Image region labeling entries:
•••

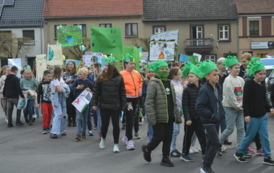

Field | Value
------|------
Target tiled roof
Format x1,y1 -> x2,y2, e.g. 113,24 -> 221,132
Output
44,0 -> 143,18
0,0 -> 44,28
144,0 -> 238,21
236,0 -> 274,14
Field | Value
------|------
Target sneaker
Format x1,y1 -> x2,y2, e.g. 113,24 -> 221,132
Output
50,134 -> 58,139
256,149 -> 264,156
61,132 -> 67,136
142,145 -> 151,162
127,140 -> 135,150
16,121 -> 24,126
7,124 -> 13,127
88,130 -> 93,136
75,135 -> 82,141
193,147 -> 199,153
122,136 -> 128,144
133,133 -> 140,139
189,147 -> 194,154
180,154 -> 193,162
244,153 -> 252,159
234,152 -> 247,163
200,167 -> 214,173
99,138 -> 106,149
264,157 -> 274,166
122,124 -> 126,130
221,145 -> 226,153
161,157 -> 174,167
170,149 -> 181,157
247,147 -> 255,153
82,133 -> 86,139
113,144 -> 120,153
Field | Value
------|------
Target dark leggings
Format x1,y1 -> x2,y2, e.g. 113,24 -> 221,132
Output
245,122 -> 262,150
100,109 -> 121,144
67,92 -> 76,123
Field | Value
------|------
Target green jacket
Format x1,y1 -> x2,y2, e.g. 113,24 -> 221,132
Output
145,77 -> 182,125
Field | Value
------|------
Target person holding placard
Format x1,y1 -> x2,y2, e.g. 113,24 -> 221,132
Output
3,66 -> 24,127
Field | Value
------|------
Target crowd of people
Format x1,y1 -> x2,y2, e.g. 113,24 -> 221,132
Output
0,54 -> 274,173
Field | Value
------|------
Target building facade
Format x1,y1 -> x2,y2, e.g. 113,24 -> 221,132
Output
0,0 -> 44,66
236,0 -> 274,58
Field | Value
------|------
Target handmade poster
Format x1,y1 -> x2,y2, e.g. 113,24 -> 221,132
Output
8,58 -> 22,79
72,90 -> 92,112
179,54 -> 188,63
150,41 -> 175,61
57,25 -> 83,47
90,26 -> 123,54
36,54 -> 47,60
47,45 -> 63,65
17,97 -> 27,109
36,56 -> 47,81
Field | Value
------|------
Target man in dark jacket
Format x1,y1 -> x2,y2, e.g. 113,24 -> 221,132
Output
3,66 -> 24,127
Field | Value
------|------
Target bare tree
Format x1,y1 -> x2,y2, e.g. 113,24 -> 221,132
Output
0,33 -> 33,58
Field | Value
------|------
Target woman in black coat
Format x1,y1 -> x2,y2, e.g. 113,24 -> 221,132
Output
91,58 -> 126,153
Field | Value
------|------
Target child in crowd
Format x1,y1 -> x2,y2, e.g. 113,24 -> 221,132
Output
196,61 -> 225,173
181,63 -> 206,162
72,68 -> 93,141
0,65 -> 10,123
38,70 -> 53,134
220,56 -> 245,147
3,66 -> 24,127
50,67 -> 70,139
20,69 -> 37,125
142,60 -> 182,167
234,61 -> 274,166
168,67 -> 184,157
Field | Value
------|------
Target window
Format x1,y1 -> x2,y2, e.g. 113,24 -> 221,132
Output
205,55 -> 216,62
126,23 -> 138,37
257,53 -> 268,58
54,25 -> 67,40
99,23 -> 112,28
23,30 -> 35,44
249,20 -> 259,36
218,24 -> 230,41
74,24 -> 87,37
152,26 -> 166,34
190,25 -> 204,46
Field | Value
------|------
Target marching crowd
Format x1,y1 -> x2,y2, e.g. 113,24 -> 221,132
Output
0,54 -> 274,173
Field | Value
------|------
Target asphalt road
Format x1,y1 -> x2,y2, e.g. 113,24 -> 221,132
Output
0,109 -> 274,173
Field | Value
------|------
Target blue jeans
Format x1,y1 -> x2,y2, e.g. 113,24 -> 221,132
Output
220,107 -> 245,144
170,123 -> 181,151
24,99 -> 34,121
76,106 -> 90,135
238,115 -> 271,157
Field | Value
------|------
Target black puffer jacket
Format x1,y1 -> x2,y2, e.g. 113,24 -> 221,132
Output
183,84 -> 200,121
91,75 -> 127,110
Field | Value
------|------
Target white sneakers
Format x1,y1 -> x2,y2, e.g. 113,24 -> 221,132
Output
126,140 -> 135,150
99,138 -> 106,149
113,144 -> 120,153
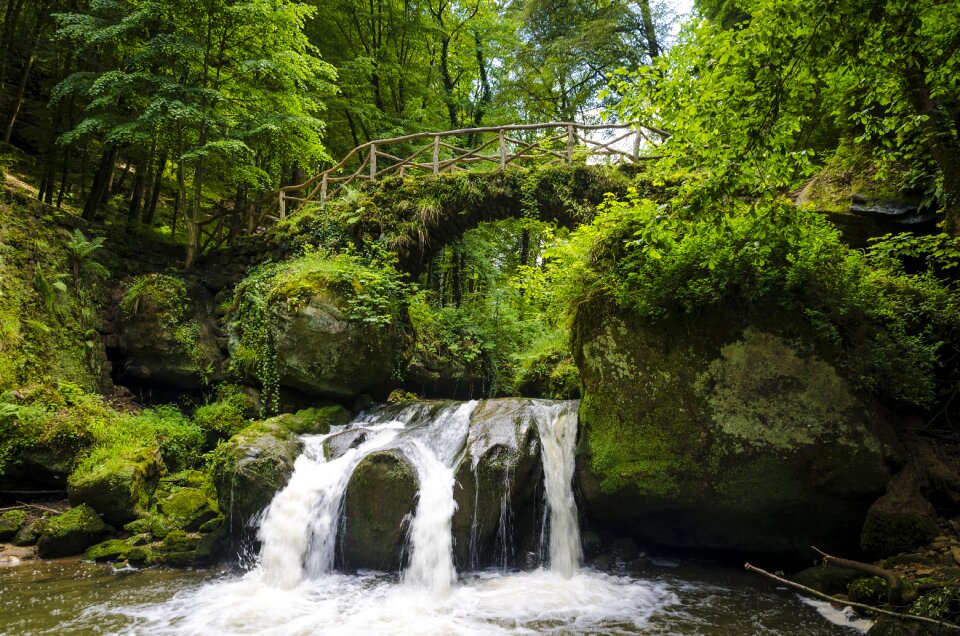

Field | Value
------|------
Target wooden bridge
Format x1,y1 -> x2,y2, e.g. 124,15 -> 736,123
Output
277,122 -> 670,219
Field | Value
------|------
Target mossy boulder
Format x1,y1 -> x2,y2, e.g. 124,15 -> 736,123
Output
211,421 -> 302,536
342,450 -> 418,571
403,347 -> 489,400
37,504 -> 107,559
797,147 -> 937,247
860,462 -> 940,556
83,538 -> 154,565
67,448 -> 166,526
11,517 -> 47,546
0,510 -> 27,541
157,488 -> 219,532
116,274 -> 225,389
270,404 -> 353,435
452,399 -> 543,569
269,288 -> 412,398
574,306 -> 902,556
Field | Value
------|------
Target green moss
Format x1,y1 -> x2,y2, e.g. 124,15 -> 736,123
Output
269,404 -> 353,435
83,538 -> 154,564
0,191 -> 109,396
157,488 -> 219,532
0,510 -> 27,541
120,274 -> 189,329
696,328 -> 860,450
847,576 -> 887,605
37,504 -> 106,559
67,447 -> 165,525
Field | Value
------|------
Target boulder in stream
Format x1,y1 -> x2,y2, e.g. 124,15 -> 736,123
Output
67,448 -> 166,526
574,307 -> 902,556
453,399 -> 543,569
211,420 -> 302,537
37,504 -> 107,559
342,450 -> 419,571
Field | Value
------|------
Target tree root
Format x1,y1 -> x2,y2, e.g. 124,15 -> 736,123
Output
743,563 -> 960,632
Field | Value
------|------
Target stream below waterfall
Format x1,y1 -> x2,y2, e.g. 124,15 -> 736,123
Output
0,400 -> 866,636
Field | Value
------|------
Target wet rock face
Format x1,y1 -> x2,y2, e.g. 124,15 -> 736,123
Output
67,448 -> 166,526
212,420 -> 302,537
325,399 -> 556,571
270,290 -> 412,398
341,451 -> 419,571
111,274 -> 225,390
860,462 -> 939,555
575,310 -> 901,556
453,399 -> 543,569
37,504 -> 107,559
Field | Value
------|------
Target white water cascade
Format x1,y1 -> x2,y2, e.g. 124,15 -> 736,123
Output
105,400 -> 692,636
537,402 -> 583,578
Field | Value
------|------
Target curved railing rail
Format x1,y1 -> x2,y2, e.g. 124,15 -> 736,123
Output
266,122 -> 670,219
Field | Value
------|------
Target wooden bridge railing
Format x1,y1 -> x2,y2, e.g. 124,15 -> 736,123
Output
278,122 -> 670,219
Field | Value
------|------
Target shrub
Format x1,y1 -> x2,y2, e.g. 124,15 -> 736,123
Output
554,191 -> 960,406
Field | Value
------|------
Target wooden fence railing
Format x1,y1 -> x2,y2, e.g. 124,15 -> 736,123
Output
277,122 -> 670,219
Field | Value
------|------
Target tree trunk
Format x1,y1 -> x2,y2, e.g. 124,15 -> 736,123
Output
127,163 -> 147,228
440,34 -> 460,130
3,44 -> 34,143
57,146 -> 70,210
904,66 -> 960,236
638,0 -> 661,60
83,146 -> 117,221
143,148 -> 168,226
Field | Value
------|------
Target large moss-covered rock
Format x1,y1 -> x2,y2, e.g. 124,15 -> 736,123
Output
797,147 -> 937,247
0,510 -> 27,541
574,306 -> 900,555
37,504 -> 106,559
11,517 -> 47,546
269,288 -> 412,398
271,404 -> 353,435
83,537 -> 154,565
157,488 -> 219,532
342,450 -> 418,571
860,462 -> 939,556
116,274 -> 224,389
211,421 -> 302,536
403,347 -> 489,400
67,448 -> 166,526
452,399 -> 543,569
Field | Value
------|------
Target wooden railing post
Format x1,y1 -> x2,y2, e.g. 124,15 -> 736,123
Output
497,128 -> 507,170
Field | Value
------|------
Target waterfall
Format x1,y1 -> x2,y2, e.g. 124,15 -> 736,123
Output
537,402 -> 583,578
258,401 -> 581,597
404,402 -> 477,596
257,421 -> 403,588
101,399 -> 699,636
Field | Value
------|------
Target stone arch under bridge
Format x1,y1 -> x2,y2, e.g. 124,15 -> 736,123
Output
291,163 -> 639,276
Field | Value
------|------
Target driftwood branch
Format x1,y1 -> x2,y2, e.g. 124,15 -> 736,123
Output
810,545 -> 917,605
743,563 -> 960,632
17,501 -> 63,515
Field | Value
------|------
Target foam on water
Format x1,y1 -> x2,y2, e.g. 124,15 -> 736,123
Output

•••

Given problem: Rewrite the entries above from their start through the line containing "67,92 -> 76,123", keeping every request line and adding 28 to each coordinate in the answers. Leave out the pictures.

Exercise solution:
Field | Value
------|------
Target tiled roof
Format x1,y1 -> x2,y2, e.g. 113,24 -> 221,132
Output
72,28 -> 171,46
28,28 -> 72,56
172,28 -> 266,49
264,28 -> 302,42
Field | Value
------|------
Target sneaker
Format x1,y1 -> x2,y2, e.g. 113,24 -> 221,132
Output
78,162 -> 86,167
284,177 -> 292,184
89,160 -> 95,164
170,173 -> 179,190
155,168 -> 163,178
44,149 -> 52,154
35,152 -> 41,155
116,158 -> 121,164
103,163 -> 110,169
221,175 -> 227,181
150,164 -> 156,172
161,161 -> 168,167
217,175 -> 222,182
208,182 -> 221,190
272,181 -> 280,187
262,180 -> 275,191
228,195 -> 242,201
127,166 -> 134,177
292,185 -> 302,194
150,152 -> 154,158
249,173 -> 254,181
189,185 -> 202,195
198,177 -> 209,185
275,175 -> 283,181
110,161 -> 114,167
141,172 -> 148,181
Field | Value
------|------
Target dark leggings
Format x1,y1 -> x2,y2, e.g. 113,24 -> 221,132
Output
273,150 -> 290,178
128,137 -> 149,172
95,120 -> 104,151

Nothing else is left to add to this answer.